Input for this task>

########################################

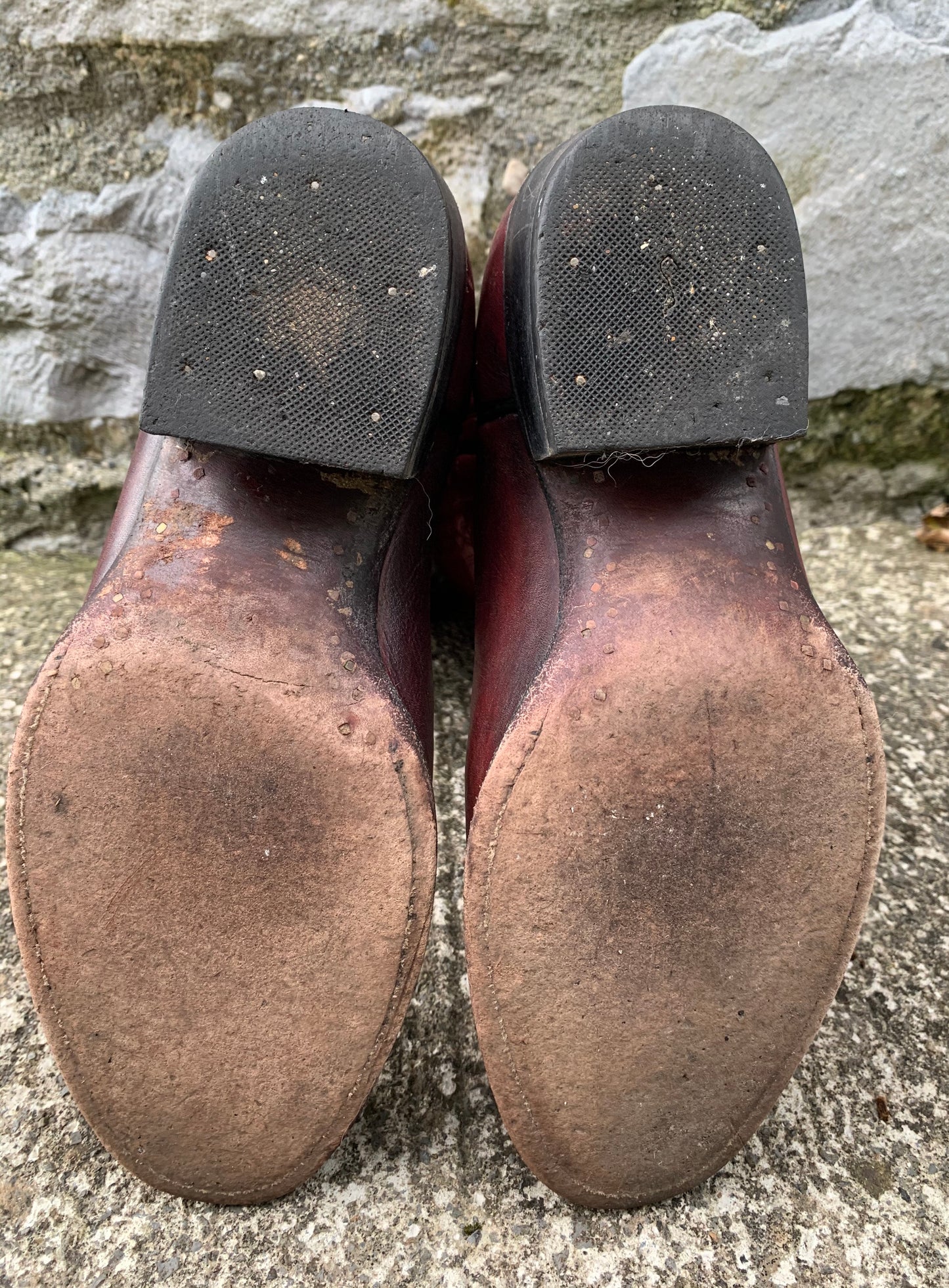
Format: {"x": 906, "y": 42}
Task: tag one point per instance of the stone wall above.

########################################

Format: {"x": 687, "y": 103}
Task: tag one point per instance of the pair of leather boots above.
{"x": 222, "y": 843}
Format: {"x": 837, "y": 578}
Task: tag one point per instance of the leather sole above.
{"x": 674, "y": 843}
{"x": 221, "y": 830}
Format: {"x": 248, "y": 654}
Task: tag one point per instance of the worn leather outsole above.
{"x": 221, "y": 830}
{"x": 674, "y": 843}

########################################

The problem> Count the lines in the listing above that contain the string "Format", treating uppercase and lowercase as different, and give only the number.

Answer for this exercise> 4